▶ **Task A**: In the text below about non-renewable resources and market failure, what is the name for the amount by which net benefits fall short of their potential?
▶ **Task B**: List every situation that the text below about non-renewable resources and market failure gives as one in which deadweight loss can exist.

--- START OF Provided text ---

A well-functioning market would use non-renewable resources such as oil efficiently. It is socially efficient to use a non-renewable resource over time such that the price rises at the same rate as the interest rate. Increasing scarcity pushes the price up, stimulating efforts to use less of the resource and invest in research to make “backstop” alternatives more cost-effective. Eventually, the cost of the resource rises to the point where the backstop technology is competitive, and the market switches from the nonrenewable resource to the backstop. We see this with copper; high prices of non-renewable copper trigger substitution to other materials, like fiber optics for telephone cables and plastics for pipes. We would surely see the same thing happen with fossil fuels; if prices are allowed to rise with scarcity, firms have more incentives to engage in research that lowers the cost of backstop technologies like solar and wind power, and we will eventually just switch. Unfortunately, many conditions can lead to market failure such that the market outcome does not maximize social welfare. The extent to which net benefits fall short of their potential is called deadweight loss. Deadweight loss can exist when not enough of a good is produced, too much of a good is produced, or production is not done in the most cost-effective (least expensive) way possible, where costs include environmental damages. Some market failures (and thus deadweight loss) are extremely common in environmental settings.

--- END OF Provided text ---
--- START OF Record extracts ---

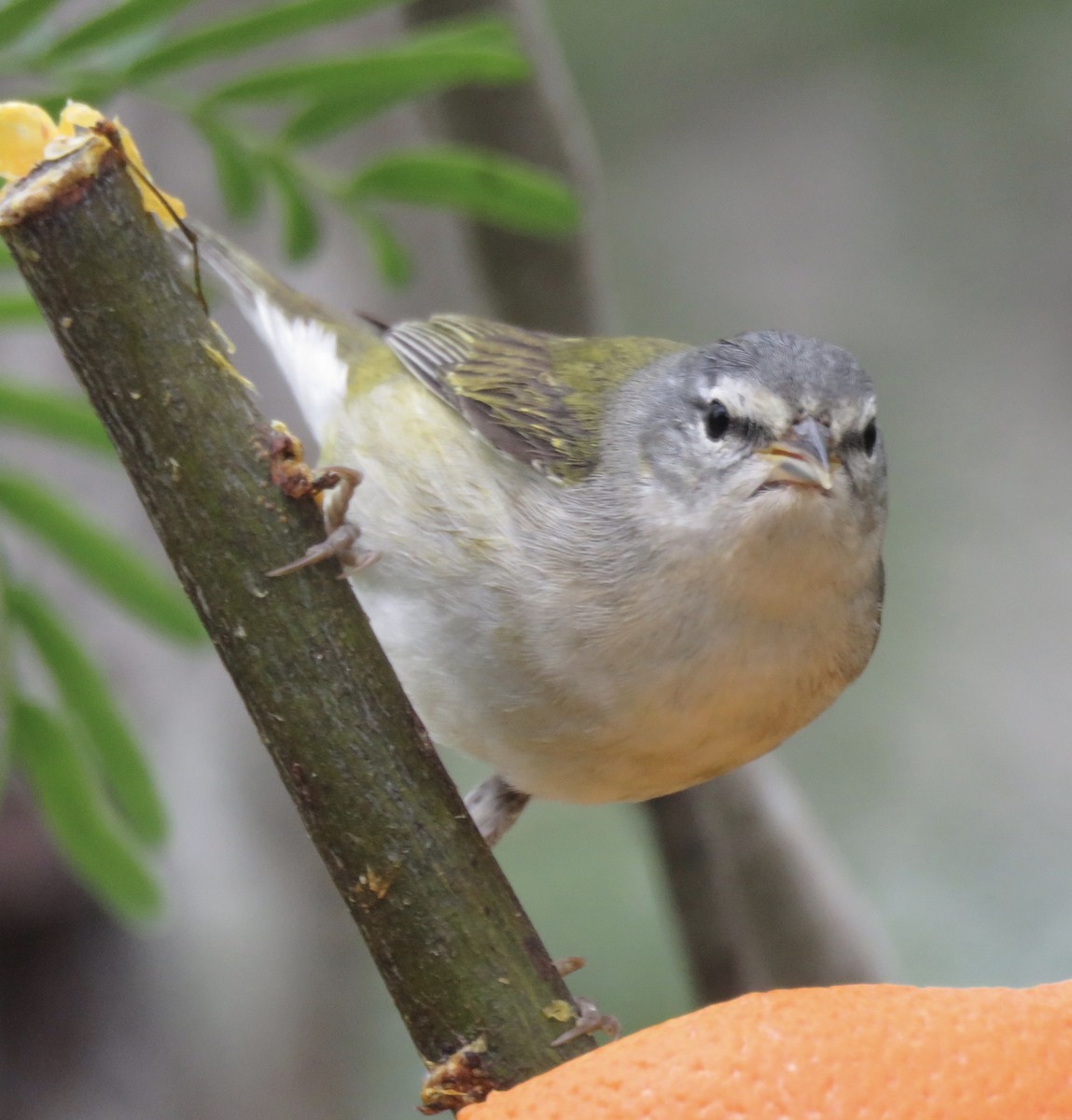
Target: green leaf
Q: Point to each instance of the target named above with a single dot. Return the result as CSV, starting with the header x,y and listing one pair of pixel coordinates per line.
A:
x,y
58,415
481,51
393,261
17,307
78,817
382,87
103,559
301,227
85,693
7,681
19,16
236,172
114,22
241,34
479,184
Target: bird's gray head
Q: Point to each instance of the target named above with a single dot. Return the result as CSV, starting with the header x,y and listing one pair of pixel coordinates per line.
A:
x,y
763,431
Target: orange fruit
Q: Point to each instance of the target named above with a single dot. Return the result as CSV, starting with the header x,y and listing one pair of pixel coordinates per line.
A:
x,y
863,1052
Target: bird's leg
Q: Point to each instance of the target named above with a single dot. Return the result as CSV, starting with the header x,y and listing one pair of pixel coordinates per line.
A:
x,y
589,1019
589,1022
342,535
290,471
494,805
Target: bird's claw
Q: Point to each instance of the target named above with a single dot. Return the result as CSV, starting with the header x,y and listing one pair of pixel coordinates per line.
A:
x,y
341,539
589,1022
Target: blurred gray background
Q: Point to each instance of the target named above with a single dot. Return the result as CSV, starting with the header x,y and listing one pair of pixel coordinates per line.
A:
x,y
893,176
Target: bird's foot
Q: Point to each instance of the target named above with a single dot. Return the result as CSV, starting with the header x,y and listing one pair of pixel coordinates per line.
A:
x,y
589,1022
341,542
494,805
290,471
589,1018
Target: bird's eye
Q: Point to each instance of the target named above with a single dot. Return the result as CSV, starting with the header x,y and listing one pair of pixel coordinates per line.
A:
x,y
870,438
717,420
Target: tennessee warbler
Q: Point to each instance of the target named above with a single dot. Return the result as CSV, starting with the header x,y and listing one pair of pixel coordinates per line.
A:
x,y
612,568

--- END OF Record extracts ---
--- START OF Record extracts ---

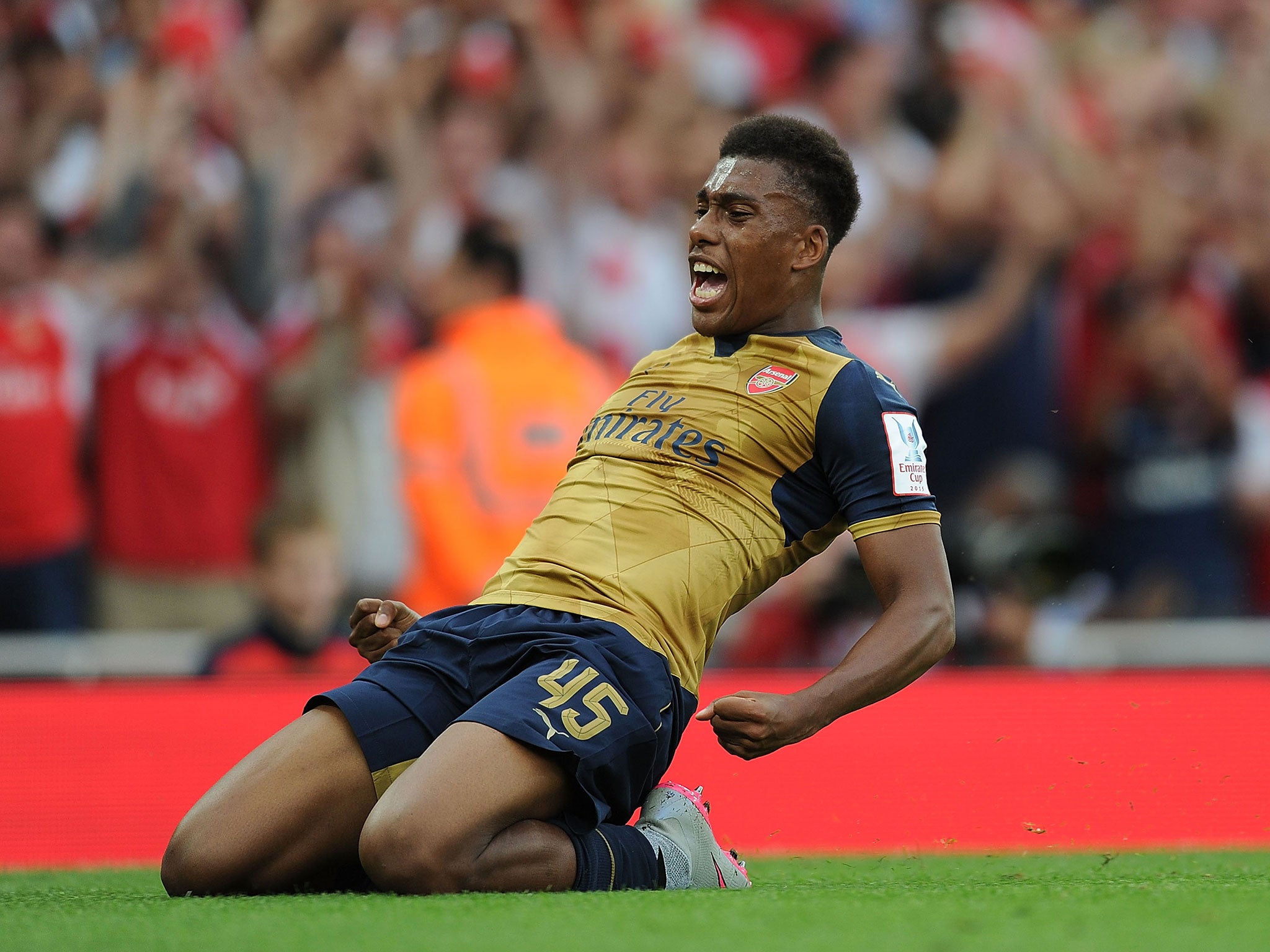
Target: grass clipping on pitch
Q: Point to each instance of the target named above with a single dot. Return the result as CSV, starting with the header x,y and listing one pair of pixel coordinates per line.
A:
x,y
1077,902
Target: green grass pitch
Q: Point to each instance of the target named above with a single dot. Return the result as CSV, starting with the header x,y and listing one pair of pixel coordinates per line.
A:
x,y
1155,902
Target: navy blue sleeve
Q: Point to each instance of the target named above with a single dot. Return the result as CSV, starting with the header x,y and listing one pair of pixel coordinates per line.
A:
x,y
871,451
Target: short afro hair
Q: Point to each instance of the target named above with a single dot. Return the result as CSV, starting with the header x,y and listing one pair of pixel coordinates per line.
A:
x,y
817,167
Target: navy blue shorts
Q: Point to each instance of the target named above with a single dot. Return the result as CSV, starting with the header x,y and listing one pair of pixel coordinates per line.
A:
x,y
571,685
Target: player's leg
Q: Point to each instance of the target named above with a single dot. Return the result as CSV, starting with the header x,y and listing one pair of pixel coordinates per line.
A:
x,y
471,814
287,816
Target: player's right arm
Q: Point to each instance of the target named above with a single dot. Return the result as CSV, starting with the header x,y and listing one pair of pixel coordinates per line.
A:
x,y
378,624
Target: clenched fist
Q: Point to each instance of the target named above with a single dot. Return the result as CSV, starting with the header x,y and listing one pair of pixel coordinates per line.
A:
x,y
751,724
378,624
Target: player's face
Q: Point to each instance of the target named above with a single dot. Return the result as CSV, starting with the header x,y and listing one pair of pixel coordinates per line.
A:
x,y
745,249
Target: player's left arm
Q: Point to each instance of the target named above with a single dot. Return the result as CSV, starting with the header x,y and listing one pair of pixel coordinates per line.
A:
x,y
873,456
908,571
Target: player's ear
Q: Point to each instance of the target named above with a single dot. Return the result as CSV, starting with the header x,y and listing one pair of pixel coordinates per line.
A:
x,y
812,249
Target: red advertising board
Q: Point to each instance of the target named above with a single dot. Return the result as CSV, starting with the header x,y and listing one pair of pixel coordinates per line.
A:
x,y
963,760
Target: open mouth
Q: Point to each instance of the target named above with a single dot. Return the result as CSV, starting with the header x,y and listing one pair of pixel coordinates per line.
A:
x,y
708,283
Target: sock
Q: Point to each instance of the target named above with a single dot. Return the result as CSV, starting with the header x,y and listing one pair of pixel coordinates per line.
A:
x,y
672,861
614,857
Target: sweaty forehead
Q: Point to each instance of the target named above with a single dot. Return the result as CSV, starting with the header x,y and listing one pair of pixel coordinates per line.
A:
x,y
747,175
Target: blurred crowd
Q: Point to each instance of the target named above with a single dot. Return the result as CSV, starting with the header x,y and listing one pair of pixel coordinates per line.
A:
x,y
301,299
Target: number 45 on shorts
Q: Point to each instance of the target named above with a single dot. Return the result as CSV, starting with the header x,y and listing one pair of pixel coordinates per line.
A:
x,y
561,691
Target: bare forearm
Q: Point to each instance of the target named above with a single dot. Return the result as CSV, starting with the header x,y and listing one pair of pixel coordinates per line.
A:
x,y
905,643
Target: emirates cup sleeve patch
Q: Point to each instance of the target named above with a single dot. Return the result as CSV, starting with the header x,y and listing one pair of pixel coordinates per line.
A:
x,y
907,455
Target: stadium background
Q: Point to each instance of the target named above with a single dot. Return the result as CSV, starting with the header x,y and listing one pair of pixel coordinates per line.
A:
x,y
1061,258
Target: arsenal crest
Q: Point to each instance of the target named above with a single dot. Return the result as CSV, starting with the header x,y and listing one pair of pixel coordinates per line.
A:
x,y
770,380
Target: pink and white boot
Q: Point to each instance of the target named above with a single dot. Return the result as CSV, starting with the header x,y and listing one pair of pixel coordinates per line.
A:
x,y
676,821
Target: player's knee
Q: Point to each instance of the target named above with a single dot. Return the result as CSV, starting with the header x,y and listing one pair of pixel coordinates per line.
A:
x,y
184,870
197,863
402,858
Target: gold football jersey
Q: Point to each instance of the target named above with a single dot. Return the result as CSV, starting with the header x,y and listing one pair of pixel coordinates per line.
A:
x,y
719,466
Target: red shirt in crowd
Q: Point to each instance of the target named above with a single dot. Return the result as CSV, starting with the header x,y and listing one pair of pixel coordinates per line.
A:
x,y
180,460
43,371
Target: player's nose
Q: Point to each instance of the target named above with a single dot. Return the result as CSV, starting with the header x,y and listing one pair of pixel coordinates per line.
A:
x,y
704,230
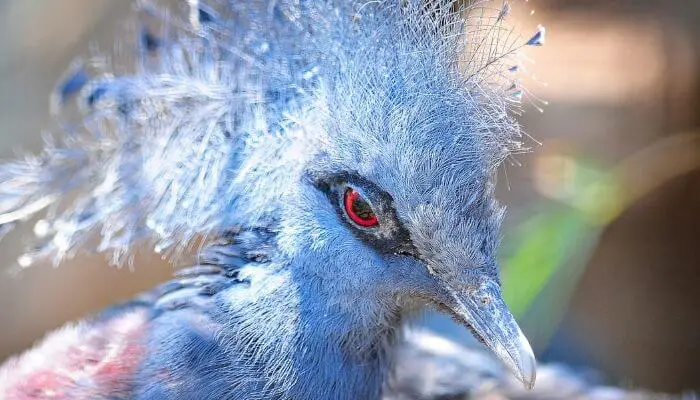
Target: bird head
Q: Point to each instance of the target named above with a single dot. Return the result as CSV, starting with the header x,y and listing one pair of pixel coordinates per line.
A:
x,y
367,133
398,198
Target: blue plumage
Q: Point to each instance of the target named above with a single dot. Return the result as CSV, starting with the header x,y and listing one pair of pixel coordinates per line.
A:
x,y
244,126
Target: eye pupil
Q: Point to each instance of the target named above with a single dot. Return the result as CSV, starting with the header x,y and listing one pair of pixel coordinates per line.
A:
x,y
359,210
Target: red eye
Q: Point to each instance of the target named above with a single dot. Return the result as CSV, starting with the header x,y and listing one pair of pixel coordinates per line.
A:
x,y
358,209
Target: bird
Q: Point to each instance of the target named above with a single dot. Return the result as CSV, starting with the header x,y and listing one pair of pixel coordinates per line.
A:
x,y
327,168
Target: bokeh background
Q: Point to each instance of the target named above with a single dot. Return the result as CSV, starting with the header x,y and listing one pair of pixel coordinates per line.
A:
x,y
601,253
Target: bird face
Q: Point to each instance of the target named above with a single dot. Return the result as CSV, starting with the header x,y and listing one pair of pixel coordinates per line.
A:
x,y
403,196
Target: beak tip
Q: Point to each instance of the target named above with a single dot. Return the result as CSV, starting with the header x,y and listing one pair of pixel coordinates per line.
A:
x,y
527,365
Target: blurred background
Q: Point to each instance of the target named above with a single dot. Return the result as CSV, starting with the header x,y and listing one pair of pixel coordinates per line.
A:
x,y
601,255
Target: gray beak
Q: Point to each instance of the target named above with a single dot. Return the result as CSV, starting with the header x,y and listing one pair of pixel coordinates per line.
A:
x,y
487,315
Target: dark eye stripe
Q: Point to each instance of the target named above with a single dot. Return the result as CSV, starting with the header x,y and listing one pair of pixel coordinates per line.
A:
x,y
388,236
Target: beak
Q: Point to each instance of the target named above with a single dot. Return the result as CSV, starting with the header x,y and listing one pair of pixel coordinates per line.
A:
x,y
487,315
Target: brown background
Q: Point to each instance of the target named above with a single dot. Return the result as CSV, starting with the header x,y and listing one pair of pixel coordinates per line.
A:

--- END OF Record extracts ---
--- START OF Record extracts ---

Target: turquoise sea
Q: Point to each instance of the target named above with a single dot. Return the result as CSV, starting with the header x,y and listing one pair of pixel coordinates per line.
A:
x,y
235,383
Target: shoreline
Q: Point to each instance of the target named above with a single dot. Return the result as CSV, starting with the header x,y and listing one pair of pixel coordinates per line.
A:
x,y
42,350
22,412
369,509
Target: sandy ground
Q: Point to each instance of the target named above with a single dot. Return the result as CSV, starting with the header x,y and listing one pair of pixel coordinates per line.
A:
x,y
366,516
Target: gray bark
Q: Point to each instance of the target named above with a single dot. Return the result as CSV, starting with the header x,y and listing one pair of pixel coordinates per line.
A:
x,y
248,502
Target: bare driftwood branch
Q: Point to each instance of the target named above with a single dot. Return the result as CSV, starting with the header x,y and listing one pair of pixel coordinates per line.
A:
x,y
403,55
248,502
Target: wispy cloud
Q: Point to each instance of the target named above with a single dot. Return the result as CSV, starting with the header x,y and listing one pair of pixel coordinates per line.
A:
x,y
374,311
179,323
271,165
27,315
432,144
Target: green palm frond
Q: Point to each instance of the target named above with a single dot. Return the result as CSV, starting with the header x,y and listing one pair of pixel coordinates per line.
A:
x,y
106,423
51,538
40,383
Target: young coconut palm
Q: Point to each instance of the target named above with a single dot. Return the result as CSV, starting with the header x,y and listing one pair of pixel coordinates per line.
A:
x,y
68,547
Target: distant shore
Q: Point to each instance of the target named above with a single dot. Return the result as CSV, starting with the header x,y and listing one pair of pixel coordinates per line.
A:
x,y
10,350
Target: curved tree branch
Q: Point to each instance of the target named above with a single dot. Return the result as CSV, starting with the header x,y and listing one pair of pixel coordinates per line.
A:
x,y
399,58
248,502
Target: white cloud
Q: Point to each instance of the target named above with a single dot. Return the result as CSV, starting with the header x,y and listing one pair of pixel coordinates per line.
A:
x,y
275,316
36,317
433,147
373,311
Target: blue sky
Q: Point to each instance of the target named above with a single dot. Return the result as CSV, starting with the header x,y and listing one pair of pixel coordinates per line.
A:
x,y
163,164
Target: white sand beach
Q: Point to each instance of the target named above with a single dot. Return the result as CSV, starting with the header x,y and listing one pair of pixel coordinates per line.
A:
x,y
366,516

--- END OF Record extracts ---

▶ **Exercise answer A**: Deadweight loss.

▶ **Exercise answer B**:
- Not enough of a good is produced.
- Too much of a good is produced.
- Production is not done in the most cost-effective (least expensive) way possible, where costs include environmental damages.